• **Exercise prompt**
Find the line that contains "of the woman" in the entries below. Output it and each later line exactly, and nothing else.

>> Begin Data for processing

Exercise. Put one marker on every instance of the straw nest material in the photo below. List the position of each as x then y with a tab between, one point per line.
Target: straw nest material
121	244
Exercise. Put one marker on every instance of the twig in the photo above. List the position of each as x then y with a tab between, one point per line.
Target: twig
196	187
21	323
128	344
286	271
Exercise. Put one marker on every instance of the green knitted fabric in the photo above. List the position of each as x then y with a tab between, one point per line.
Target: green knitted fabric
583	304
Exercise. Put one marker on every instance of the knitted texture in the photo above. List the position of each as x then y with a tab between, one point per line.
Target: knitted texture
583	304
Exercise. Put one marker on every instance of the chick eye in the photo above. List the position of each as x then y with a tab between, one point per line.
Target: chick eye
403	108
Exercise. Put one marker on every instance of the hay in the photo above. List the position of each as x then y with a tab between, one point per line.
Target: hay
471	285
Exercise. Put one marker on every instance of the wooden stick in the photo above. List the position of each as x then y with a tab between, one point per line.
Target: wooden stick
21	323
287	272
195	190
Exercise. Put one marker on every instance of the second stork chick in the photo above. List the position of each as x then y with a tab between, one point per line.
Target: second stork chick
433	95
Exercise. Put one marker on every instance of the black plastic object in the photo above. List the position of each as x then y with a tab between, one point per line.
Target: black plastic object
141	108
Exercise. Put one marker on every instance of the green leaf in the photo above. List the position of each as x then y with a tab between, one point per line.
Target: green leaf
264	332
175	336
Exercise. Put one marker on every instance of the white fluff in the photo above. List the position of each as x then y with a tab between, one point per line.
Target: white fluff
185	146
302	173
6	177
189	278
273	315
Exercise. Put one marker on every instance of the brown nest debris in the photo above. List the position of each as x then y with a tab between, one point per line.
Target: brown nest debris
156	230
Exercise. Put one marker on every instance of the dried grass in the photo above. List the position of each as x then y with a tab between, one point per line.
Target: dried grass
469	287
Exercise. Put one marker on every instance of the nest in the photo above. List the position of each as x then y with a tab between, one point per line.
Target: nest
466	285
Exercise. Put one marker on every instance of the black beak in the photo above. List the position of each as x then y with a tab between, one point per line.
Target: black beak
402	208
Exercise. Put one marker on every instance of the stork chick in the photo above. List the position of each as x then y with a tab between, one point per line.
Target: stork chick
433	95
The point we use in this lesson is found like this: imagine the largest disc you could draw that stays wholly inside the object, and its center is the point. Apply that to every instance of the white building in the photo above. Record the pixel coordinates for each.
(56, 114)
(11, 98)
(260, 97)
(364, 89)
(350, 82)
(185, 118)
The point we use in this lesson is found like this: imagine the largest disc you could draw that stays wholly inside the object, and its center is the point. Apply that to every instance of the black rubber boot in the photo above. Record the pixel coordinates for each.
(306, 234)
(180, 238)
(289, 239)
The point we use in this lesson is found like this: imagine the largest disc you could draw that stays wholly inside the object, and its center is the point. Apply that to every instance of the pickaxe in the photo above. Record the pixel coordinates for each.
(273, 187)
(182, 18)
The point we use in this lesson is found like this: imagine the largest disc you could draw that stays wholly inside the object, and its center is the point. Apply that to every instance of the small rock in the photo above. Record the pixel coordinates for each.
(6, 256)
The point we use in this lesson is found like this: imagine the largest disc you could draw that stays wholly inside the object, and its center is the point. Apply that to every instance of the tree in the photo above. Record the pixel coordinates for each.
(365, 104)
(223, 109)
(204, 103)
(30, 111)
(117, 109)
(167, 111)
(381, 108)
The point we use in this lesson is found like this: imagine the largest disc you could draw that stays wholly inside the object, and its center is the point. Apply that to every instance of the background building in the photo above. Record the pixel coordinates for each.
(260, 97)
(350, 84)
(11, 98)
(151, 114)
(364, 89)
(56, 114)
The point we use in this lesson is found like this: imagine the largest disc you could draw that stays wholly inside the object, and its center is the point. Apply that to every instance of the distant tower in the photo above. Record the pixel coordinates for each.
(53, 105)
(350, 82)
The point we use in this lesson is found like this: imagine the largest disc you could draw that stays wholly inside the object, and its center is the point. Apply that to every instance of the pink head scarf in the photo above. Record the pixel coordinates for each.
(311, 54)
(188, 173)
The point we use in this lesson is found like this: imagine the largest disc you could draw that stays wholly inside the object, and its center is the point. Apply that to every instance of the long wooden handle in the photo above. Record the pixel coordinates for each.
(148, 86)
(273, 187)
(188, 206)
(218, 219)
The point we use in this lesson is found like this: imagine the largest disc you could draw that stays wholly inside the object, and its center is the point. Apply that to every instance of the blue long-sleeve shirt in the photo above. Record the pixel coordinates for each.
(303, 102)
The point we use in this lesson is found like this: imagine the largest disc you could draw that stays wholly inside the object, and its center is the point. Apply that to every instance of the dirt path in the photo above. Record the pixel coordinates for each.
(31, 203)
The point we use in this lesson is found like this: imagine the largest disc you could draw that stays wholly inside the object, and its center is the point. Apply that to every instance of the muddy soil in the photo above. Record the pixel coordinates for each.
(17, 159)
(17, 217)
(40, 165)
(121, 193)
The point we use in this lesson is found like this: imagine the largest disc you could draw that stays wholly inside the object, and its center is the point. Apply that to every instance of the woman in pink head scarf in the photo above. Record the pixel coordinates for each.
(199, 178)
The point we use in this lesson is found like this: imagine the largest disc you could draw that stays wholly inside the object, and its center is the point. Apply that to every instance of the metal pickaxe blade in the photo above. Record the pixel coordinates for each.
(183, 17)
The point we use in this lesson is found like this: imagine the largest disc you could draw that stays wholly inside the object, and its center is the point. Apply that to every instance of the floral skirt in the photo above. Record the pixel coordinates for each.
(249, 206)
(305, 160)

>> End Data for processing

• **The output**
The point we use in this lesson is found like this: imagine the largest disc you could draw that stays wholly inside the object, and its center is the point. Apply that to every instance of the woman in pink head scarf in the photo above. Record the pixel coordinates for each.
(199, 178)
The point we use in this lesson is found like this: imagine the largest disc you could draw that stays wholly inside the object, and its center is the point. Apply that to every instance of the metal pickaxe blade in the photo above. Record the pixel coordinates for each.
(183, 17)
The point we use in this lesson is found like this: imagine the largest disc you could draw that stays wholly inside the object, and its center is the point. Apply that to every instance of the floral skirt in the photo above. Record the pixel coordinates for each.
(249, 206)
(305, 160)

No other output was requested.